**** Study text

Parasites can confuse their hosts' immune system by switching the proteins they display on their surface. But how? The intestinal parasite Giardi lamblia harnesses RNA interference to target which surface proteins to shut down, a study published tomorrow in
Nature reports.
"I actually think it's a superb paper,"
Therdore Nash, chief of gastrointestinal parasitology at the National Institute of Allergy and Infectious Disease, told
The Scientist. "It's a very novel and unique mechanism of antigenic variation."
Many important unicellular parasites, including malaria and other species of plasmodium, undergo antigenic variation, in which the parasite can switch which protein is expressed on its membrane surface to confuse and evade the host immune system. These parasites can have 50 to 300 genes encoding this family of surface proteins, but only express one on the surface of each cell at a time. Each parasite has a different mechanism by which they express one protein at a time. To evade the immune system, parasites like Giardia lamblia can spontaneously switch which protein they express. But as opposed to other parasites, Giardia lamblia switches proteins in the absence of a host and for no apparent reason.
To find out the mechanism of this mysterious switching, the researchers, led by
Hugo Lujan at the Catholic University of Cordoba, Argentina, examined the transcription of surface protein genes in the parasites' nuclei. They discovered that all but one of the nearly 190 genes encoding for surface proteins (called variant-specific protein-- VSP -- genes) are shut off by RNA interference machinery, including RNA-dependent RNA polymerase, and the RNA cleaving proteins Dicer and Argonaute. By knocking out dicer and RNA polymerase, the cells would express hundreds of proteins on their surface. "We link for the first time the mechanism for RNAi with antigenic variation," Lujan told
The Scientist, who was a research fellow in Nash's lab. "That was something that was very surprising."

********
**** Data to examine

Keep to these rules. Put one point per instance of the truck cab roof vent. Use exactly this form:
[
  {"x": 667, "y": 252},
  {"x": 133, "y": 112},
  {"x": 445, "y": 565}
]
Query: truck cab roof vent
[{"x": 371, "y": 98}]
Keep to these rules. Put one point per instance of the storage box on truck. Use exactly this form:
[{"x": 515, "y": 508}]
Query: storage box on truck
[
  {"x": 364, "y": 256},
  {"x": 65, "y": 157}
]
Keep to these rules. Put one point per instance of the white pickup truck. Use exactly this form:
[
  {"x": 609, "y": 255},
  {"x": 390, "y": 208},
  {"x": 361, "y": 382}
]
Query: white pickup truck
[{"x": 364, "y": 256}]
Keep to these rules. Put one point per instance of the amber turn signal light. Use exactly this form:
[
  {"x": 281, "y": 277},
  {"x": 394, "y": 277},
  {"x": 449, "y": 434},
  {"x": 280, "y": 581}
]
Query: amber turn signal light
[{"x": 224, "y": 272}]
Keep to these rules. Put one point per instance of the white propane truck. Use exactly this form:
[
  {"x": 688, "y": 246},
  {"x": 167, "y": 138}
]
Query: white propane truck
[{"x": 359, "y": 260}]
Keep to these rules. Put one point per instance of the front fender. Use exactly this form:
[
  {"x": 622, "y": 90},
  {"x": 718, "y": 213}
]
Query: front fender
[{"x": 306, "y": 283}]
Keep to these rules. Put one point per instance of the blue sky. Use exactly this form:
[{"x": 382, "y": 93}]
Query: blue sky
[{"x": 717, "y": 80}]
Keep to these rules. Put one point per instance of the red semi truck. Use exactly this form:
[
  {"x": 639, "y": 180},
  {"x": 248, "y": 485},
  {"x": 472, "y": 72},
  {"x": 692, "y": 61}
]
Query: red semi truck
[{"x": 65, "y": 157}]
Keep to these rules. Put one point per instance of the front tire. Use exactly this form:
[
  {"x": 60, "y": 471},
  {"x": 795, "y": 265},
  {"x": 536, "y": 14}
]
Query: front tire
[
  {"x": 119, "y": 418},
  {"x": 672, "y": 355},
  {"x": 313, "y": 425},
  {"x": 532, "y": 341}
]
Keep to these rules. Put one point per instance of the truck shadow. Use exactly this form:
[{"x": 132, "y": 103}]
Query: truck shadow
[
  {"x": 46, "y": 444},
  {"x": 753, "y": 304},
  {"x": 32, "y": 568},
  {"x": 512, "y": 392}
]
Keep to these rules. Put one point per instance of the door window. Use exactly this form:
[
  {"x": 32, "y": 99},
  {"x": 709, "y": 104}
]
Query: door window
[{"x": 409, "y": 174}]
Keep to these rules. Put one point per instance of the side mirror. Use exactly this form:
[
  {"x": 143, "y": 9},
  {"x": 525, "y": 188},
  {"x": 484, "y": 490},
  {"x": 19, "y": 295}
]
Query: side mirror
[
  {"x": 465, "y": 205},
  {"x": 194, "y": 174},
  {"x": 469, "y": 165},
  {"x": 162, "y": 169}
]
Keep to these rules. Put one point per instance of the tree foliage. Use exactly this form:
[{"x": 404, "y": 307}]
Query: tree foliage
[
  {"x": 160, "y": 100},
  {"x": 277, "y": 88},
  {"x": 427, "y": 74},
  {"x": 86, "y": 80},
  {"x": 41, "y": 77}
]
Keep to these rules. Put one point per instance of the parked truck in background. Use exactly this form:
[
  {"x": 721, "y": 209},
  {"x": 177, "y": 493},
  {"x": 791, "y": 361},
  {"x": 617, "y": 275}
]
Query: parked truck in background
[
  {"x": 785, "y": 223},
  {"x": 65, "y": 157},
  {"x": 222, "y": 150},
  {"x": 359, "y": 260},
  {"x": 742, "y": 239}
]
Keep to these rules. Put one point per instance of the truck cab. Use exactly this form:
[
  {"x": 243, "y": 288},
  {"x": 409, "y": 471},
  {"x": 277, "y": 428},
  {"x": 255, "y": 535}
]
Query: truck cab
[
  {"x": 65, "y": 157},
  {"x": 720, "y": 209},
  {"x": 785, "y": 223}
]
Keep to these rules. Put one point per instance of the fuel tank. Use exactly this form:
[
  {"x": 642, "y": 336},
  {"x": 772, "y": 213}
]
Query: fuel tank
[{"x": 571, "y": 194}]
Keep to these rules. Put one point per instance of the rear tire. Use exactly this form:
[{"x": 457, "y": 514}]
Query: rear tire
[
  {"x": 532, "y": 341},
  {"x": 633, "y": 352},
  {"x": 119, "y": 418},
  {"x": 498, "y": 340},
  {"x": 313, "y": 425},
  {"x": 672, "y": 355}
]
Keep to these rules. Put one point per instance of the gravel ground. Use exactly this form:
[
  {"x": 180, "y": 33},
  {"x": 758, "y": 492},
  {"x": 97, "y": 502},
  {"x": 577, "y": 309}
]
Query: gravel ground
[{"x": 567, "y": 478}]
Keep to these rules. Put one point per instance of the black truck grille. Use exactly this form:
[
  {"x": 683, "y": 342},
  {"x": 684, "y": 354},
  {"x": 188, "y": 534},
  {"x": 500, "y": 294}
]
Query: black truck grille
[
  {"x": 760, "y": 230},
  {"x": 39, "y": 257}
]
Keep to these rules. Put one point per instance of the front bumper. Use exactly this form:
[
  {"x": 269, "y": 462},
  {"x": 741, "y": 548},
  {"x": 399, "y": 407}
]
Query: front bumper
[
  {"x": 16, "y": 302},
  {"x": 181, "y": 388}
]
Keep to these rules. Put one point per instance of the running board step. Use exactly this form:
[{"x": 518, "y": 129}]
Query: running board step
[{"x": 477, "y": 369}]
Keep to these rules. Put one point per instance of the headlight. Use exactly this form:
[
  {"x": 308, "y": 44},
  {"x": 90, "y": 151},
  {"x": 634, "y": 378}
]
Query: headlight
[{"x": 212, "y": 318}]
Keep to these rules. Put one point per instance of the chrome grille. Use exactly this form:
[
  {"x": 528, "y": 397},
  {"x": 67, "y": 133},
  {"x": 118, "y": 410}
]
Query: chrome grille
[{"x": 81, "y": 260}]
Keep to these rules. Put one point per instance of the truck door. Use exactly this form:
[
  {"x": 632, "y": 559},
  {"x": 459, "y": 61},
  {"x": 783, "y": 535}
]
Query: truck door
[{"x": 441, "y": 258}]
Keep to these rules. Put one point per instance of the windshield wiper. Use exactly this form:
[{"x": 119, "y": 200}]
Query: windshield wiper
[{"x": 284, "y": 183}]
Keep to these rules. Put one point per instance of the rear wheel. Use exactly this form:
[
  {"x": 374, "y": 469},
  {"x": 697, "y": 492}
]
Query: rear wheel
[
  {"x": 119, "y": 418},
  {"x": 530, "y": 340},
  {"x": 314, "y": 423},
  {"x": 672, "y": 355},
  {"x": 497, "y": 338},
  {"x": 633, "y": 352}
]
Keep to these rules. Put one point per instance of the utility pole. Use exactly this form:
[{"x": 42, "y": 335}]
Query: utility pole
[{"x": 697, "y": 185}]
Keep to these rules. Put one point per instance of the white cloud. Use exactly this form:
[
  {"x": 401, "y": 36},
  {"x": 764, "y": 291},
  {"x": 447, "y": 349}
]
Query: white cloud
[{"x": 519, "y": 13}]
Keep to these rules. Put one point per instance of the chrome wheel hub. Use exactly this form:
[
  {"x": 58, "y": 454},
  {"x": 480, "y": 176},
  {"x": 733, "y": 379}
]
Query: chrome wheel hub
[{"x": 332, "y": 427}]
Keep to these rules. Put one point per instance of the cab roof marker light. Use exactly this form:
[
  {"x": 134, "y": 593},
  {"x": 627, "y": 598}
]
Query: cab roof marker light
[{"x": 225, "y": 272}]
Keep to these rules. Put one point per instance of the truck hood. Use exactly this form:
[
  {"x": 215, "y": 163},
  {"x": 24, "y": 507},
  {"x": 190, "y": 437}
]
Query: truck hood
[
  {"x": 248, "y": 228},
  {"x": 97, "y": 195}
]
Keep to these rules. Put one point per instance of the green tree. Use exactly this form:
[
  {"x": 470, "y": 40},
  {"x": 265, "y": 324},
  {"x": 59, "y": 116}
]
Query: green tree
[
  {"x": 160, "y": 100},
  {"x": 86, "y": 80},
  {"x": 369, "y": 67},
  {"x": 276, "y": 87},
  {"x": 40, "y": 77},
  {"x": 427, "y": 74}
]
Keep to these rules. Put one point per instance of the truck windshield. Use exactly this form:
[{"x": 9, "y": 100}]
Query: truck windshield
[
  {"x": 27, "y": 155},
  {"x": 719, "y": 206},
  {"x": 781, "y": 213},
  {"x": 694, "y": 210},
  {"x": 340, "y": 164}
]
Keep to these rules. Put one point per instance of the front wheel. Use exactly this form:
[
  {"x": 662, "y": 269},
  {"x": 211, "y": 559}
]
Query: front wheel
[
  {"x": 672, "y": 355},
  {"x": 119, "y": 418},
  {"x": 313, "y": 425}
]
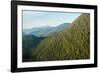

********

**Task set:**
1 - Answer these from the article above on Giardia surface proteins:
(a) How many genes encoding surface proteins does the article say many unicellular parasites can have?
(b) At which institution is the research team's leader based?
(c) What happened when the researchers knocked out dicer and RNA polymerase?
2 - Write out the passage of the article above on Giardia surface proteins between "Parasites can confuse" and "Nature reports.", inclusive, without changing a word.

**Exercise responses:**
1 -
(a) 50 to 300 genes.
(b) The Catholic University of Cordoba, Argentina.
(c) The cells expressed hundreds of proteins on their surface.

2 -
Parasites can confuse their hosts' immune system by switching the proteins they display on their surface. But how? The intestinal parasite Giardi lamblia harnesses RNA interference to target which surface proteins to shut down, a study published tomorrow in
Nature reports.